== WORK TO DO ==
Go through the listing and copy every line word for word.

-- BEGIN STORED ROWS --

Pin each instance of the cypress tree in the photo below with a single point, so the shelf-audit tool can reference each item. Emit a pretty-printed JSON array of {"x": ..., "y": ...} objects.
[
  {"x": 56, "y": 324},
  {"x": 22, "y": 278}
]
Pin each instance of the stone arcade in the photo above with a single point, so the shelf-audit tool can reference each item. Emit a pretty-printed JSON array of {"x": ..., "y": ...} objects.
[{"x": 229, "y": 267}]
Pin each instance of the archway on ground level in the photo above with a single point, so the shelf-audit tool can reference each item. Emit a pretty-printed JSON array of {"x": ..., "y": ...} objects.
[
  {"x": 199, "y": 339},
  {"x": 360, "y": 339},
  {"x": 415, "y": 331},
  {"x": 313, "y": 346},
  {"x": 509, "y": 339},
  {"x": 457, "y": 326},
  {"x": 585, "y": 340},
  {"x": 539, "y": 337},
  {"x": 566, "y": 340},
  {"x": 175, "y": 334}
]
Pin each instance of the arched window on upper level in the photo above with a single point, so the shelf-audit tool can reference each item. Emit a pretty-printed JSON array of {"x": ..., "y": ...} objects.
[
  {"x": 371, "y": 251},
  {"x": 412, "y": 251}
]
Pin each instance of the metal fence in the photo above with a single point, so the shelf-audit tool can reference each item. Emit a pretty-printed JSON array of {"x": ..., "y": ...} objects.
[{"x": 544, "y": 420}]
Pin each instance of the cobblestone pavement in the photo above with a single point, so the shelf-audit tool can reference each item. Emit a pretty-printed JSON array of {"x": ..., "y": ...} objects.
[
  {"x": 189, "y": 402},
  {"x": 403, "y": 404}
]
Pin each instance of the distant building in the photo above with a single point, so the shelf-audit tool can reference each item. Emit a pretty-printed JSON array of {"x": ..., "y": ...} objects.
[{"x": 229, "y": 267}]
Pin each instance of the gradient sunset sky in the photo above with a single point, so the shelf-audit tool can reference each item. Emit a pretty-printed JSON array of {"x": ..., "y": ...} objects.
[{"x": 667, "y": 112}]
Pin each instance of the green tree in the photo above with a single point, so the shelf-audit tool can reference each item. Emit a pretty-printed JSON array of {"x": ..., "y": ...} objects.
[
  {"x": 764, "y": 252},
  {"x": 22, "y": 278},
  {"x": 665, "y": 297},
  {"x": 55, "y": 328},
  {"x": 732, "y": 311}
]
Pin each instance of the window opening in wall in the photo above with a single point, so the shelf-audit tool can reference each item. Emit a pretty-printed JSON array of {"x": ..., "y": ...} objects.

-- END STORED ROWS --

== RESULT OF THE TASK ==
Pin each instance of the cypress tree in the photo below with a single point, so the shelf-audit tool can reference each item. Emit a pretty-printed JSON array of {"x": ..., "y": ...} objects.
[
  {"x": 56, "y": 324},
  {"x": 22, "y": 278}
]
Pin each instance of the stone arcade in the photo above with a single point, so the shelf-audit tool can reference each item. Emit a pretty-printed JSON array of {"x": ..., "y": ...} objects.
[{"x": 229, "y": 267}]
Pin each instance of the archway on ground level in the photo above with a single point, so the shelf-audit tool can reference each item. Emit a pretty-printed JSON array of {"x": ..., "y": ...} objects.
[
  {"x": 199, "y": 339},
  {"x": 360, "y": 339},
  {"x": 415, "y": 331},
  {"x": 313, "y": 346},
  {"x": 509, "y": 339},
  {"x": 457, "y": 326},
  {"x": 585, "y": 340},
  {"x": 539, "y": 337},
  {"x": 566, "y": 340},
  {"x": 175, "y": 334}
]
Pin each instance of the arched window on upper level in the photo above with a single point, so the shelf-audit tool can reference each item. Emit a pretty-printed JSON array of {"x": ..., "y": ...} objects.
[
  {"x": 371, "y": 251},
  {"x": 412, "y": 251}
]
Pin each instance of the metal fence in the photo above with a single point, so the shelf-audit tool can reference each item. Emit a pretty-printed JSON array of {"x": ..., "y": ...} objects.
[{"x": 544, "y": 420}]
Pin each instance of the cobblestone pavement in the photo above with a single point, so the shelf-audit tool can reference each item. Emit a pretty-printed JSON array of {"x": ..., "y": ...} objects.
[
  {"x": 189, "y": 402},
  {"x": 403, "y": 404}
]
Pin each instance of the distant building in the photo above with a single point, so the shelf-audit tool can reference each item. Emit a pretty-printed JSON array of {"x": ..., "y": ...} objects.
[{"x": 229, "y": 267}]
Pin each instance of the gradient sunset sky in the photo above with a single point, so the shelf-audit tool can reference each item. Emit a pretty-printed JSON array of {"x": ..., "y": ...} objects.
[{"x": 667, "y": 112}]
Pin each instance of the green tree in the photo above with a single point, so the shelf-audit tool can reference each item. Emit a pretty-printed JSON array of {"x": ..., "y": ...} objects.
[
  {"x": 764, "y": 252},
  {"x": 22, "y": 278},
  {"x": 665, "y": 297},
  {"x": 55, "y": 328},
  {"x": 732, "y": 311}
]
Pin each instance of the window opening in wall in the photo above with a single point, so the shelf-audit tool can reference each item. Emit a pretty-printed JSON array of {"x": ..., "y": ...} objects.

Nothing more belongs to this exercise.